=== MATERIAL FOR THE TASK ===
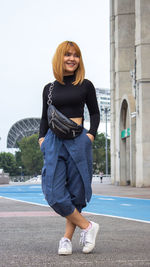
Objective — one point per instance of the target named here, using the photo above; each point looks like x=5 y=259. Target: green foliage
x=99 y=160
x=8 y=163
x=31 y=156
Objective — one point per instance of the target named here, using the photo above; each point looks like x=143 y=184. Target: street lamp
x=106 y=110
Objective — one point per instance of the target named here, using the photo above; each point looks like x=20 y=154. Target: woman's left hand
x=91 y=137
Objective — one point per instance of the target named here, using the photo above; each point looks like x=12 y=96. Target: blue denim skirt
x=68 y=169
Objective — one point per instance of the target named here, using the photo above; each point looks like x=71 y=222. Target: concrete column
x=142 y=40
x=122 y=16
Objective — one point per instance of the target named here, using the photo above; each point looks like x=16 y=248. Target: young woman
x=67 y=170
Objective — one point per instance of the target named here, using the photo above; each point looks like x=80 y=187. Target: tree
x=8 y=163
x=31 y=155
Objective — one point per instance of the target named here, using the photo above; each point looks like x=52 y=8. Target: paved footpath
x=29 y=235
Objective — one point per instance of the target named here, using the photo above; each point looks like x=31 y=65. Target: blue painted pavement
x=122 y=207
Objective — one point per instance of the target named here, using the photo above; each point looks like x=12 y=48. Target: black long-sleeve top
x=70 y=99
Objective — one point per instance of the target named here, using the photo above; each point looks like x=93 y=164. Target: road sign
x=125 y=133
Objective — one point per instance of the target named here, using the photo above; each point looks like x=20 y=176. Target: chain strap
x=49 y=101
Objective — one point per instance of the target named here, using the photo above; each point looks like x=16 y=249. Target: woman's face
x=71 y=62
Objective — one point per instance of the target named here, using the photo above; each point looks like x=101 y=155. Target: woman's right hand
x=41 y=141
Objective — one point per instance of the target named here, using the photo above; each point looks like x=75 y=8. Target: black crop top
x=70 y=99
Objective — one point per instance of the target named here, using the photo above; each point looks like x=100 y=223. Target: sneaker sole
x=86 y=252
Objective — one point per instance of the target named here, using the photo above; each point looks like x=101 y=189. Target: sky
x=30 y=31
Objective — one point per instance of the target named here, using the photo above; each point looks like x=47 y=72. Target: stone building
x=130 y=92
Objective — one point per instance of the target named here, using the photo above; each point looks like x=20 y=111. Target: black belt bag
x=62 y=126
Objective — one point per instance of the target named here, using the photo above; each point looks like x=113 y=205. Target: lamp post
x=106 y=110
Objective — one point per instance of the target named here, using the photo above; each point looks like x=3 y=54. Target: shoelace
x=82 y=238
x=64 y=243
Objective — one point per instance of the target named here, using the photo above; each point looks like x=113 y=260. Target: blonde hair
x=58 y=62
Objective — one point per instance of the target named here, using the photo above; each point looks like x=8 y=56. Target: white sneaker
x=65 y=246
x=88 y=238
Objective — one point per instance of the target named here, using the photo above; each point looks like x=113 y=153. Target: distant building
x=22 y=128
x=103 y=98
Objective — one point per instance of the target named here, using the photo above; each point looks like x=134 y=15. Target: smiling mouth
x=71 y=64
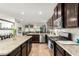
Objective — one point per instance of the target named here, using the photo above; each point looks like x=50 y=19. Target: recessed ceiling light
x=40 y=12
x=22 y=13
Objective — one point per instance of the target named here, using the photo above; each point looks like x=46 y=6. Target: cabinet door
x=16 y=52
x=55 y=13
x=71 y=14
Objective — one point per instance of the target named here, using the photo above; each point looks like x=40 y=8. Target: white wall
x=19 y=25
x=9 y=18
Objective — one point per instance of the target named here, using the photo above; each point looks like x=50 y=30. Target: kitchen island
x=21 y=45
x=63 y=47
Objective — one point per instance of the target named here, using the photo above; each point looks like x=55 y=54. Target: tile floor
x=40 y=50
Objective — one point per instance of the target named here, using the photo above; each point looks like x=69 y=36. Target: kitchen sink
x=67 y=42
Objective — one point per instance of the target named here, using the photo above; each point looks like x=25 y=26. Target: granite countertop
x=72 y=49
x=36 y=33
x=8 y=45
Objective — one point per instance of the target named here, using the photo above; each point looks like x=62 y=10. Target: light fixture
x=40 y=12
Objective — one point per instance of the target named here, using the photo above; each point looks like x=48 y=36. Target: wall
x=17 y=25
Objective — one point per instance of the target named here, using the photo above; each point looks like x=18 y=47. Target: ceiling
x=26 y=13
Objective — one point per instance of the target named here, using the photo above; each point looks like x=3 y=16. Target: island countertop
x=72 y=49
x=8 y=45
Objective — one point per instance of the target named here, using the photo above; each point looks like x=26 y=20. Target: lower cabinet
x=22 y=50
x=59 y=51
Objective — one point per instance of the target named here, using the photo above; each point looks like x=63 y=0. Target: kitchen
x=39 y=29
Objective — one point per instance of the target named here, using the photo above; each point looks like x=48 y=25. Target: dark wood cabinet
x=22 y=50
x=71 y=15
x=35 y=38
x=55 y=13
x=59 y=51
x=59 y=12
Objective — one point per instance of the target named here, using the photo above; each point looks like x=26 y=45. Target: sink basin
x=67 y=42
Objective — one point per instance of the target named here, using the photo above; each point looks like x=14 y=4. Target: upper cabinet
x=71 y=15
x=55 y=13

=== WRITTEN EXERCISE ===
From the line containing "Target: kitchen island" through the final line of the listing above, retype every line exactly; leave out everything else.

=== COMPLETE RESPONSE ===
Objective — one point per instance of the target named here, using the photo above; each point looks like x=50 y=30. Target: kitchen island
x=21 y=45
x=63 y=47
Objective — one point per instance of the target named here, using the photo above; each point looks like x=55 y=54. Target: tile floor
x=40 y=50
Objective — one point per instance of the target named here, using the photo above; each point looks like x=69 y=36. Target: kitchen sink
x=67 y=42
Objective — one point per instance of the target named here, using the photo above; each point looks like x=25 y=26. Target: granite countertop
x=72 y=49
x=36 y=33
x=8 y=45
Objective — one point per instance of the target named here, using the photo above; each point looks like x=62 y=10. Target: light fixture
x=40 y=12
Objective — one point per instance of the target named here, using the photo above; each point looks like x=48 y=36. Target: wall
x=17 y=25
Objective — one point per instance of the target named here, using the photo above; each point looks like x=18 y=47. Target: ceiling
x=26 y=13
Objective — one point per instance of the target named here, using the photo above; each point looks like x=3 y=16. Target: island countertop
x=72 y=49
x=8 y=45
Objective — one point per instance of the target named here, using the photo above; each point looks like x=26 y=20. Target: lower cabinet
x=22 y=50
x=59 y=51
Objective — one point per instance of the target named here, using the photo above; each point looks like x=63 y=0. Target: kitchen
x=39 y=29
Objective — one point per instance of the target named here, using the photo above; each point looks like x=48 y=25. Target: dark wood cabinet
x=22 y=50
x=71 y=15
x=35 y=38
x=55 y=13
x=59 y=51
x=59 y=12
Objective — one point per instance of the target named here, using the photo above; each point looks like x=26 y=45. Target: sink basin
x=67 y=42
Objective — one point per instance of the target named here, using the photo above; each point looks like x=14 y=4. Target: upper cabinet
x=71 y=15
x=55 y=13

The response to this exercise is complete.